Activity 1
In the article on multistrata agroforestry systems and biochar, list the purposes that its title says these approaches serve.
Activity 2
In the article on multistrata agroforestry systems and biochar, rewrite the paragraph beginning "According to the latest Intergovernmental Panel" as a short bulleted list that keeps its main facts.
Activity 3
Write the next part of the article on multistrata agroforestry systems and biochar, picking up after its final sentence.

START Selected text

Multistrata Agroforestry Systems and Biochar for Food Security, Degraded Land Repair and Climate Change Mitigation and Adaption

10 min readJun 4, 2022

“The magnitude of the threat from climate change especially to those whose endowment or stage of development renders them more vulnerable and less resilient makes it necessary to shift from mere adaptation and mitigation, towards approaches capable of transforming climate change into a window of opportunity.” — Commonwealth Secretary General, RH Baroness Patricia Scotland

According to the latest Intergovernmental Panel on Climate Change (IPCC) report on climate change, we have a very short time to reduce emissions and drawdown atmospheric carbon before we hit tipping points beyond which the planet will be largely uninhabitable by the end of the century. The target of 1.5 degrees temperature rise from preindustrial levels seems unlikely, and 3 degrees is more realistic. We know that developing countries with less resources and financial reserves will feel the impact soonest and hardest.

END Selected text
START Information provided

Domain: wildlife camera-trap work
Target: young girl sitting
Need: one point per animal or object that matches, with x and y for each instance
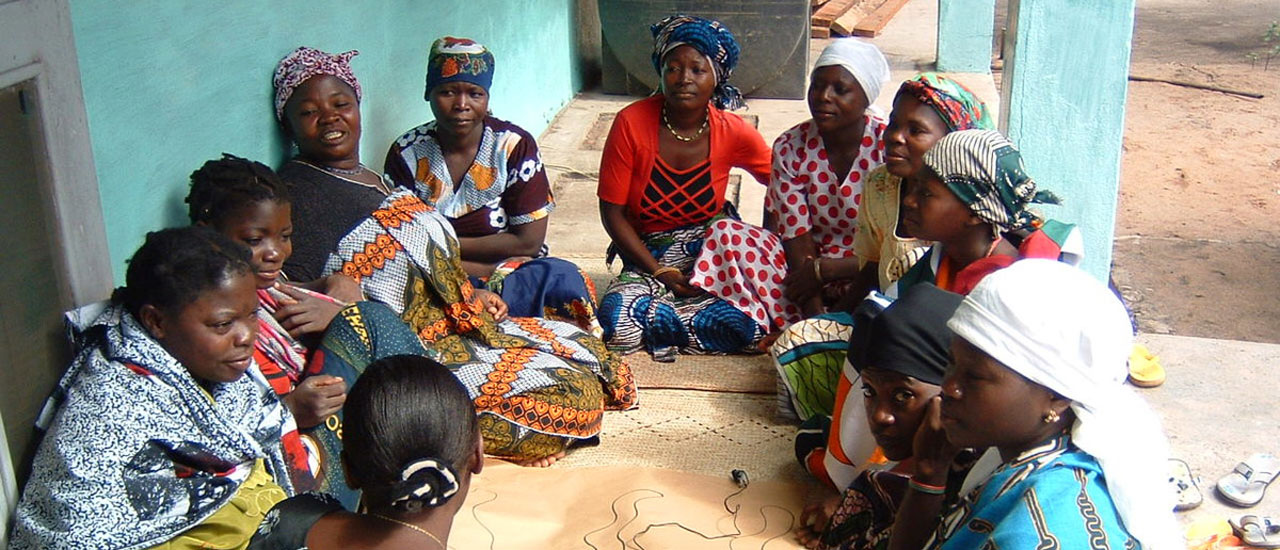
(161, 434)
(412, 444)
(248, 204)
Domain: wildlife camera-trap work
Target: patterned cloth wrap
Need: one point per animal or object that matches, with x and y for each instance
(137, 452)
(711, 39)
(305, 63)
(360, 334)
(458, 60)
(1050, 496)
(536, 384)
(958, 106)
(640, 312)
(986, 172)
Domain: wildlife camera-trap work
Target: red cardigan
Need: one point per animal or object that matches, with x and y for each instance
(632, 147)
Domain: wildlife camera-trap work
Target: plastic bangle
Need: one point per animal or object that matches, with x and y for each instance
(926, 489)
(662, 270)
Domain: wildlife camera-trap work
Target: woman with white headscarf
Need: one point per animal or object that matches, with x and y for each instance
(813, 202)
(1038, 365)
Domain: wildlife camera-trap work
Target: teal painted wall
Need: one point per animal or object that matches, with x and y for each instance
(965, 31)
(169, 85)
(1064, 95)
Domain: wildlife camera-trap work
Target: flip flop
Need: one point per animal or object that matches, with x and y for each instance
(1184, 485)
(1248, 482)
(1144, 370)
(1257, 531)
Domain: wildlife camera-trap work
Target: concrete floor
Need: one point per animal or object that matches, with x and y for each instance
(1216, 404)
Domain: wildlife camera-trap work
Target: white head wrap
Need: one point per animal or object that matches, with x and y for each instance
(1064, 330)
(860, 59)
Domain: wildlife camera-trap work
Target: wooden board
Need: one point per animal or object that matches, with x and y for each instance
(830, 12)
(844, 24)
(874, 22)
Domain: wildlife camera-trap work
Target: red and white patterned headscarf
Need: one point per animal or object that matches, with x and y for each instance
(305, 63)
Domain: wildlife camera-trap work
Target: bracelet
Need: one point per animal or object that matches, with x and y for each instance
(926, 489)
(662, 270)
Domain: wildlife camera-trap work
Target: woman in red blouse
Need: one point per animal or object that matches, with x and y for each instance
(662, 184)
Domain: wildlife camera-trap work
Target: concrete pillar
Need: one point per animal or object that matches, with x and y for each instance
(965, 35)
(1063, 102)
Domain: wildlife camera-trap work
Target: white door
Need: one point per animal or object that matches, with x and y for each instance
(53, 246)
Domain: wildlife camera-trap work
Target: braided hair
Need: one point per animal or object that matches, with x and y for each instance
(408, 430)
(173, 266)
(227, 184)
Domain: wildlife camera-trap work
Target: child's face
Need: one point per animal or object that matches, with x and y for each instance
(265, 228)
(933, 212)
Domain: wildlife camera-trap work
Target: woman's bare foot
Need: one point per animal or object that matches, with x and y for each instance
(540, 462)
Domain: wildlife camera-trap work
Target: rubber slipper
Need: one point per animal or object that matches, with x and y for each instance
(1248, 482)
(1144, 370)
(1184, 485)
(1257, 531)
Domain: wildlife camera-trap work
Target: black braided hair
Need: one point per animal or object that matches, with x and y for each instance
(405, 411)
(173, 266)
(227, 184)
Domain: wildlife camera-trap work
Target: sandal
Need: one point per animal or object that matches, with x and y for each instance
(1248, 482)
(1144, 370)
(1184, 485)
(1257, 531)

END Information provided

Answer box 1
- Food security
- Degraded land repair
- Climate change mitigation and adaption

Answer box 2
- The latest IPCC report says little time remains to cut emissions and draw down atmospheric carbon.
- Past certain tipping points, the planet will be largely uninhabitable by the end of the century.
- A 1.5-degree rise from preindustrial levels now seems unlikely, and 3 degrees is more realistic.
- Developing countries, with fewer resources and financial reserves, will feel the impact soonest and hardest.

Answer box 3
There are urgent calls for stopping deforestation of tropical forests or for reforestation to retain carbon in landscapes as a way to mitigate climate change.

Forests are critical for humanity for their ecosystem services. Forests hold, filter and release water, create oxygen, provide goods of timber and non timber forest products and are important industries for much of the world. Forests drawdown and hold carbon. Protecting forests by providing meaningful livelihoods to stakeholders to maintain forests through regenerative land practices leads to regenerative economies.

According to Project Drawdown, in the next 30 years forests can reduce emissions or sequester 5.52–8.75 gigatonnes of carbon.

Wild spaces have great value, but forests as carbon sinks are problematic. Forests are not designed around direct human needs. Evolving needs in adjacent communities can result in forest being cleared for cropping, cattle, timber and bioenergy, or burned by escaped fires from shifting cultivation. Plans for forest management through rangers and/or community buy-in that extend into the next 100 years will be hard and expensive to ensure are observed.

If the land being protected has been a site that adjacent communities previously used for resource extraction, hunting or for cultivation, denying access to that land creates potential saboteurs who often know the land being protected better than those protecting the land.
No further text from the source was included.